BEGIN Data records

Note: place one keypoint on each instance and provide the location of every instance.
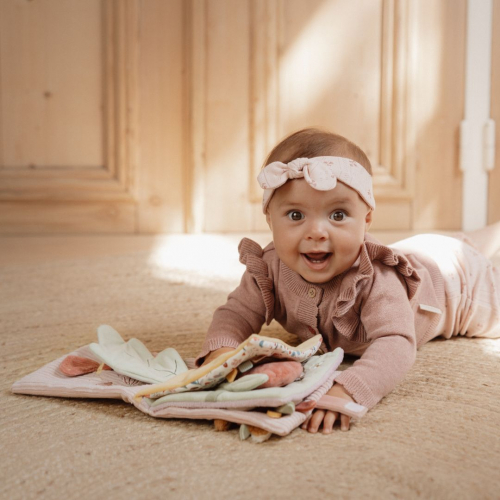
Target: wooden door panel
(494, 177)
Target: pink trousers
(471, 282)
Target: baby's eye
(295, 215)
(338, 216)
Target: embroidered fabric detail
(251, 256)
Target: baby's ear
(268, 220)
(368, 220)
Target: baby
(323, 273)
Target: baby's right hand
(214, 354)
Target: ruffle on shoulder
(373, 251)
(251, 255)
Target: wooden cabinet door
(92, 112)
(155, 116)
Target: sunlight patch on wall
(204, 260)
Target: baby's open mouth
(317, 258)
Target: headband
(321, 173)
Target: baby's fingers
(328, 421)
(344, 422)
(312, 425)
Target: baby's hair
(312, 142)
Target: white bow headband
(321, 173)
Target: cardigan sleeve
(388, 319)
(247, 307)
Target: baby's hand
(329, 417)
(214, 354)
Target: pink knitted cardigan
(382, 309)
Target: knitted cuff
(361, 393)
(214, 344)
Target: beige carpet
(436, 436)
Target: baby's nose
(317, 230)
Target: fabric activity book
(265, 385)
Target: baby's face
(317, 234)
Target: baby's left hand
(329, 417)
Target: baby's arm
(388, 319)
(243, 314)
(215, 354)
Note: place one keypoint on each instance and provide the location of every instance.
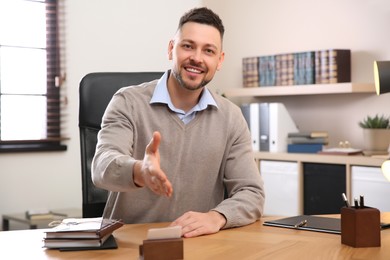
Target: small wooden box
(162, 249)
(360, 227)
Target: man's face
(196, 53)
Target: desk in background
(254, 241)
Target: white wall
(131, 35)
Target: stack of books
(82, 233)
(297, 68)
(36, 214)
(307, 142)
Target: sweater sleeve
(112, 166)
(244, 185)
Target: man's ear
(170, 49)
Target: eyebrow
(210, 45)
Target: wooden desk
(250, 242)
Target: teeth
(193, 70)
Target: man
(173, 149)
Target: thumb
(154, 143)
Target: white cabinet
(282, 187)
(370, 182)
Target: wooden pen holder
(162, 249)
(360, 227)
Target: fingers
(160, 187)
(154, 144)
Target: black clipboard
(308, 222)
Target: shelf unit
(347, 160)
(296, 90)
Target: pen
(345, 200)
(361, 201)
(301, 224)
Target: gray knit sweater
(200, 158)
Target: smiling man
(176, 151)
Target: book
(36, 214)
(250, 72)
(339, 65)
(304, 148)
(309, 134)
(83, 228)
(284, 64)
(307, 140)
(304, 68)
(72, 243)
(267, 70)
(332, 66)
(342, 151)
(308, 222)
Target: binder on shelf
(269, 125)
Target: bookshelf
(296, 90)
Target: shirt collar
(161, 95)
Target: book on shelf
(342, 151)
(284, 64)
(339, 65)
(332, 66)
(267, 72)
(250, 72)
(304, 71)
(307, 140)
(305, 148)
(309, 134)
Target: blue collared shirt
(161, 95)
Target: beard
(183, 84)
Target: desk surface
(254, 241)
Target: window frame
(53, 140)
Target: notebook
(308, 222)
(88, 228)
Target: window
(29, 72)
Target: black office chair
(96, 91)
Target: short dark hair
(203, 15)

END Data records

Description of the task: Exactly the lines from the one containing "Target: binder on shelf" through the final line above, and only those, should be given again.

Response:
Target: binder on shelf
(269, 125)
Target: bookshelf
(296, 90)
Target: shirt collar
(161, 95)
Target: book on shelf
(342, 151)
(284, 64)
(339, 65)
(332, 66)
(267, 72)
(250, 72)
(304, 71)
(307, 140)
(305, 148)
(309, 134)
Target: blue collared shirt
(161, 95)
Target: beard
(183, 84)
Target: desk surface
(254, 241)
Target: window frame
(53, 140)
Target: notebook
(308, 222)
(88, 228)
Target: window
(29, 72)
Target: black office chair
(96, 91)
Target: short dark hair
(203, 15)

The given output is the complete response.